** start of EXERCISE INPUTS **

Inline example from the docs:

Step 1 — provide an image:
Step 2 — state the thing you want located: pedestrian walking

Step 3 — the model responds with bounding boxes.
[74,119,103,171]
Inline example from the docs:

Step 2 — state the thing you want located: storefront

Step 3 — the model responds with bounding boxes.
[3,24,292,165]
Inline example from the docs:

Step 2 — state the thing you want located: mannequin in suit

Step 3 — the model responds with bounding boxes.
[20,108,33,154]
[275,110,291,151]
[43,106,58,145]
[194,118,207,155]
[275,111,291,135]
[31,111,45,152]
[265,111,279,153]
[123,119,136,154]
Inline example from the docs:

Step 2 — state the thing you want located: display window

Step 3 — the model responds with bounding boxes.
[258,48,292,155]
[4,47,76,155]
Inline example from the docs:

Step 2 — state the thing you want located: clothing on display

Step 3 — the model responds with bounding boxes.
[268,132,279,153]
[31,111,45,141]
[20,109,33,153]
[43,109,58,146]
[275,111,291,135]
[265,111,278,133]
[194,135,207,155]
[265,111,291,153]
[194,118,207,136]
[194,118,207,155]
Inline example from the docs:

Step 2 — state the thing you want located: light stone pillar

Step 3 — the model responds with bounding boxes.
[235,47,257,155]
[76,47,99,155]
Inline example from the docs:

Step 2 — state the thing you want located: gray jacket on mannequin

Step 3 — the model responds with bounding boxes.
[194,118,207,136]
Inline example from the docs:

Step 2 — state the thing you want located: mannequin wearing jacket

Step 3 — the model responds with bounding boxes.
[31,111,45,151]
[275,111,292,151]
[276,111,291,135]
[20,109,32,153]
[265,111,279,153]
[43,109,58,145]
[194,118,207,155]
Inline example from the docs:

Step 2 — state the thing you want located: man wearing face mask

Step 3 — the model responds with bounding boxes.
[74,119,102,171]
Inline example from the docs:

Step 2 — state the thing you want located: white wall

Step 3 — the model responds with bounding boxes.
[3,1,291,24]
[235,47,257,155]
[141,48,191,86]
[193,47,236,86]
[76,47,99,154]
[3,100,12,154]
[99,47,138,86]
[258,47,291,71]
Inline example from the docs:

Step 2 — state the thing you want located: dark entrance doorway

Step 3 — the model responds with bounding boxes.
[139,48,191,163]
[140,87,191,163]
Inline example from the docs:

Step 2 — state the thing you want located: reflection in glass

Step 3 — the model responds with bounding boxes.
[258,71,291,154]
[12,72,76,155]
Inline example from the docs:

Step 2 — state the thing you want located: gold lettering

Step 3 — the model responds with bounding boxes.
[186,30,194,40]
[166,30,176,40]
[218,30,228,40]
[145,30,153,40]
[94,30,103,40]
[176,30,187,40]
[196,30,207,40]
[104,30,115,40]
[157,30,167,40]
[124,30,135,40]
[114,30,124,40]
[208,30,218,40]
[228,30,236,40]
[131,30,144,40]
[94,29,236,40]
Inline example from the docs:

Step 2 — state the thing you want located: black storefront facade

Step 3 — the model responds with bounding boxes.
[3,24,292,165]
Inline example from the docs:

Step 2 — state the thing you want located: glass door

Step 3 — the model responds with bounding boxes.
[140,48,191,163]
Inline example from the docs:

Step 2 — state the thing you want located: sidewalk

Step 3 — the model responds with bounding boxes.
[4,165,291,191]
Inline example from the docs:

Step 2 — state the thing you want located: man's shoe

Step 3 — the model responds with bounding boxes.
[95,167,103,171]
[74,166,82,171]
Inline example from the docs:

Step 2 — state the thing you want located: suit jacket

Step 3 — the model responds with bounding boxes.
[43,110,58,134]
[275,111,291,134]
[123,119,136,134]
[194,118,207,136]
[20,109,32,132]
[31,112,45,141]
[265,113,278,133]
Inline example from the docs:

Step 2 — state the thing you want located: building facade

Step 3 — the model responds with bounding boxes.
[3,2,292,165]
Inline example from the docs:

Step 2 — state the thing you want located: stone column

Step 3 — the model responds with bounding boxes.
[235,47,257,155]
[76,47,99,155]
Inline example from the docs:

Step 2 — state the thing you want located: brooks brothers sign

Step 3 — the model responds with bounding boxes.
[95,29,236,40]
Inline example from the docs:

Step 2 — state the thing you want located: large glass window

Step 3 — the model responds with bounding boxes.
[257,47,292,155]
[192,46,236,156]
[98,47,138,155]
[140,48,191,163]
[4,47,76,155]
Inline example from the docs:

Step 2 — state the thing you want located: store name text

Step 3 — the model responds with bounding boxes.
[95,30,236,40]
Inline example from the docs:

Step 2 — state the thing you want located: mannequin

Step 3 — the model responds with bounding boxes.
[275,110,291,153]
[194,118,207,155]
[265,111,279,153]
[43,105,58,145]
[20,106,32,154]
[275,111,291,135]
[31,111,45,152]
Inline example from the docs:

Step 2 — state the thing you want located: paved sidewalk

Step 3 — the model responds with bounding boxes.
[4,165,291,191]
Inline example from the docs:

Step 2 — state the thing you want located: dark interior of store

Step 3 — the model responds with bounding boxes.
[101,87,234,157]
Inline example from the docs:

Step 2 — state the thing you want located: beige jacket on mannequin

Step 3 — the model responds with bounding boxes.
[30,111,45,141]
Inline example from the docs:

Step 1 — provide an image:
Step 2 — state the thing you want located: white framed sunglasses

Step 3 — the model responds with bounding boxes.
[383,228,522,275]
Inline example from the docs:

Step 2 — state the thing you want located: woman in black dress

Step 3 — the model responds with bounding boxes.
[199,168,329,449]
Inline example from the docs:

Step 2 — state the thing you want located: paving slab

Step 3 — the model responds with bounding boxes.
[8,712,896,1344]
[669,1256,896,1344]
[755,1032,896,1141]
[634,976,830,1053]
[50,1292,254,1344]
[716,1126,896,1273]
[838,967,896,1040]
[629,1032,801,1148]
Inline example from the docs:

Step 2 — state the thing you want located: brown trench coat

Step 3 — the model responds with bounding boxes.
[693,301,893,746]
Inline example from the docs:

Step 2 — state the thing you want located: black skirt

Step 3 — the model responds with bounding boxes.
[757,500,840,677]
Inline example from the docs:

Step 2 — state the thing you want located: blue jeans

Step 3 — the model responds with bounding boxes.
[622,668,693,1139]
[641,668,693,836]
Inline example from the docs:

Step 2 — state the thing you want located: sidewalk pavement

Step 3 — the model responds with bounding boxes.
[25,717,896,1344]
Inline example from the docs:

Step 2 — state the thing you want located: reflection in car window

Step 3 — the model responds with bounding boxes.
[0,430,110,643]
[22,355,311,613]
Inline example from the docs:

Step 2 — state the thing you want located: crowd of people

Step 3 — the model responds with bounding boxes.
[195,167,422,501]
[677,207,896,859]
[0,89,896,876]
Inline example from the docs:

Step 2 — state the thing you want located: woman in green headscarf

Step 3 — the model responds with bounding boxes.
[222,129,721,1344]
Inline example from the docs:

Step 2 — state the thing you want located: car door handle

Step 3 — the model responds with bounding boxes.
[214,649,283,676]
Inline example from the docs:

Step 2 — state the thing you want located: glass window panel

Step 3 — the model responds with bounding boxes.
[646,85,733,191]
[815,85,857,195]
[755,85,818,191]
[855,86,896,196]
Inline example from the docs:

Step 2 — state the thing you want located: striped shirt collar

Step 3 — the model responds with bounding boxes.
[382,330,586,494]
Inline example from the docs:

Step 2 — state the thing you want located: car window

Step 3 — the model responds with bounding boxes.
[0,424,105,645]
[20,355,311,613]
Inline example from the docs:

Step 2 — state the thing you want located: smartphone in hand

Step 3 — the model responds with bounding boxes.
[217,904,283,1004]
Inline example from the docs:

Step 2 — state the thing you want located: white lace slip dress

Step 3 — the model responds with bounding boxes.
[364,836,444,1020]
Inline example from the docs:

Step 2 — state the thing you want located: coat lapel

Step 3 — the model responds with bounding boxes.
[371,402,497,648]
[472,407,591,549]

** end of EXERCISE INPUTS **

TASK DIRECTIONS: Set down all of the entries exactly, please.

SOLUTION TO THIS TASK:
Inline example from the docs:

Step 1 — provide an image:
Step 2 — state the thing you want located: pedestrian walking

Step 3 — the model responds with bounding boxes.
[74,119,103,171]
Inline example from the docs:

Step 2 — state the thing you want located: storefront

Step 3 — the model responds with bounding boxes.
[3,24,292,165]
Inline example from the docs:

Step 2 — state the thing you want located: mannequin in suit

Step 3 — the model responds with bounding boxes.
[20,108,33,154]
[275,110,291,151]
[43,106,58,145]
[194,118,207,155]
[275,111,291,135]
[31,111,45,152]
[265,111,279,153]
[123,119,136,154]
Inline example from the docs:

Step 2 — state the thing you want located: display window

Step 3 — the model responds with bounding boxes.
[258,48,292,155]
[4,47,76,155]
Inline example from the docs:

Step 2 — state the thing you want located: clothing on display

Step 3 — the model responds with bounding boxes.
[268,132,279,153]
[31,111,45,141]
[20,109,33,153]
[43,109,58,146]
[275,111,291,135]
[265,111,278,133]
[194,135,207,155]
[265,111,291,153]
[194,118,207,136]
[194,118,207,155]
Inline example from the docs:

Step 2 — state the thing you want located: light stone pillar

Step 3 — the model responds with bounding boxes.
[235,47,257,155]
[76,47,99,155]
Inline example from the docs:

Step 2 — state the thing you want located: gray jacket on mannequin

Step 3 — the model responds with bounding boxes.
[194,118,207,136]
Inline example from the docs:

Step 2 — state the thing you want located: mannequin wearing jacket

Step 3 — the model responds with bounding boxes.
[31,111,45,151]
[275,111,292,151]
[276,111,291,135]
[20,109,32,153]
[265,111,279,153]
[43,109,58,145]
[194,118,207,155]
Inline example from the docs:

Step 2 — state the thing you want located: man wearing face mask

Step 3 — the model responds with bounding boxes.
[74,119,102,171]
Inline example from the docs:

Step 2 — state the thing you want located: white wall

Step 3 — the model responds with bounding boxes.
[3,1,291,24]
[235,47,257,155]
[141,48,191,86]
[193,47,236,86]
[76,47,99,154]
[3,100,12,154]
[99,47,138,86]
[258,47,291,71]
Inline example from the docs:

Step 2 — state the thing you want located: dark entrance doorway

Step 3 — the model responds with bounding boxes.
[139,48,191,163]
[140,87,191,163]
Inline example from the docs:

Step 2 — state the thing you want located: reflection in glass

Step 3 — the model responds with bounding boxes.
[258,71,291,154]
[12,72,76,155]
Inline example from the docs:

Step 2 — state the thing you want located: gold lettering

Step 3 — the model responds with bounding boxes.
[186,30,194,40]
[166,30,176,40]
[218,30,228,40]
[145,30,153,40]
[94,30,103,40]
[176,30,187,40]
[196,30,207,40]
[104,30,115,40]
[157,30,167,40]
[124,30,135,40]
[114,30,124,40]
[208,30,218,40]
[228,30,236,40]
[131,30,144,40]
[94,29,236,40]
Inline example from the docs:

Step 2 — state the thing you want located: black storefront facade

Step 3 — the model responds with bounding boxes.
[3,24,292,165]
Inline example from the docs:

Step 2 — state the thing you want located: glass door

Step 3 — the model responds with bounding boxes.
[140,48,191,163]
Inline example from the docs:

Step 2 — state the thing you want located: sidewalk

Step 3 — the model responds with bounding boxes.
[4,165,291,191]
Inline example from the docs:

Step 2 — state the thing you want located: man's shoe

Step 3 — the model responds with bounding boxes.
[95,167,103,171]
[74,166,82,171]
Inline example from the docs:

Step 2 — state the thing you want located: suit jacket

Step 3 — the model responds with bounding boxes.
[43,110,58,134]
[275,111,291,134]
[123,119,136,134]
[194,118,207,136]
[20,109,32,132]
[31,112,45,141]
[265,113,278,133]
Inline example from the docs:

Step 2 — state the thing you want located: building facade

Step 3 — the model responds with bounding boxes.
[3,2,292,165]
Inline example from the docs:

Step 2 — state the thing you want located: stone column

Step 3 — the model responds with bounding boxes.
[235,47,257,155]
[76,47,99,155]
Inline example from the docs:

Step 2 — state the thing you want located: brooks brothers sign

Step 3 — the model responds with bounding boxes.
[95,29,236,40]
Inline example from the docs:

Step 2 — state the thing you want located: large glass window

Step 3 — the model responds with bounding boxes.
[257,47,292,155]
[192,46,236,156]
[98,47,138,155]
[140,48,191,163]
[4,47,76,155]
Inline example from the docs:

Step 2 — state the thing you want located: store name text

Step 3 — the model responds with bounding boxes.
[95,30,236,40]
Inline example from the docs:

Step 2 — state the thing you want located: mannequin

Step 3 — the model responds with bounding boxes.
[275,110,291,153]
[194,118,207,155]
[265,111,279,153]
[43,105,58,145]
[20,106,32,154]
[275,111,291,135]
[31,111,45,152]
Inline example from the docs:

Step 2 — state the thing you want located: paved sidewalk

Step 3 — the model responds with bounding boxes.
[4,165,291,191]
Inline example from the docs:

Step 2 — state the thing you want located: dark interior of store

Step 3 — the model responds with bounding boxes.
[101,87,234,157]
Inline example from the docs:

Step 2 — state the thing you want located: beige jacket on mannequin

Step 3 — the model responds with bounding boxes.
[30,111,45,141]
Inline example from the docs:

Step 1 — provide an image:
Step 2 — state the thing you want located: white framed sunglasses

Step 3 — the model responds with bounding boxes.
[383,228,522,275]
Inline example from the docs:

Step 2 — state the thing you want located: woman in black dress

Step 3 — the model responds with bounding boxes.
[199,168,329,449]
Inline example from the docs:

Step 2 — state the thing you want located: paving slab

Step 3 — the model responds with bounding boxes.
[8,712,896,1344]
[669,1256,896,1344]
[755,1032,896,1141]
[634,976,830,1053]
[50,1292,254,1344]
[716,1126,896,1273]
[838,967,896,1040]
[629,1032,801,1148]
Inline example from the docs:

Step 2 — state the thing you want located: brown trench coat

Step 3 — the model responds with bounding boxes.
[693,301,893,746]
Inline example from the docs:

Step 2 — state the thing you want located: black skirt

Step 3 — the model responds with bounding boxes.
[757,500,840,677]
Inline example from the docs:

Step 2 — state the thing you want located: blue jeans

Step 3 — the model responds with bounding boxes.
[622,668,693,1139]
[641,668,693,836]
Inline example from the docs:

Step 2 — state the thing you want located: sidewalk pavement

Step 3 — the model responds with bounding boxes.
[25,717,896,1344]
Inline example from the docs:

Step 2 — state the thing you want located: reflection in car window

Step 3 — the model responds with bounding boxes.
[0,430,110,643]
[22,355,311,613]
Inline example from the docs:

Step 2 — state the thing you want located: crowd of people

Step 3 — the model responds with bounding boxes.
[195,167,422,501]
[677,207,896,859]
[0,89,896,876]
Inline example from the docs:

Step 2 — state the thing you want located: woman in green headscarf

Step 3 — the model responds with bounding boxes.
[222,129,721,1344]
Inline example from the docs:

Step 2 — state the thing you want located: car door handle

Step 3 — the model responds with bounding boxes.
[214,649,283,676]
Inline example from the docs:

Step 2 — state the thing you want located: glass window panel

Step 3 — the model responds with bounding boxes.
[646,85,733,191]
[815,85,857,195]
[755,85,818,191]
[855,86,896,196]
Inline example from the docs:

Step 2 — state the thing you want located: striped shirt collar

Step 3 — the model responds with bounding boxes.
[382,330,586,494]
Inline example from the docs:

Step 2 — state the thing you want located: car window

Step 3 — the model responds with bounding boxes.
[0,424,105,645]
[20,355,311,613]
Inline example from the docs:

Step 2 — state the thing you want located: smartphone in hand

Step 3 — the model responds with bounding boxes.
[217,904,283,1004]
Inline example from the docs:

Step 2 — state the thing you want located: white lace slip dress

Step 3 — the model responds with bounding boxes.
[364,836,444,1020]
Inline example from the docs:

Step 2 — state the thing you want located: coat lapel

Step 3 — the model responds with bounding boxes.
[371,402,497,648]
[472,407,591,549]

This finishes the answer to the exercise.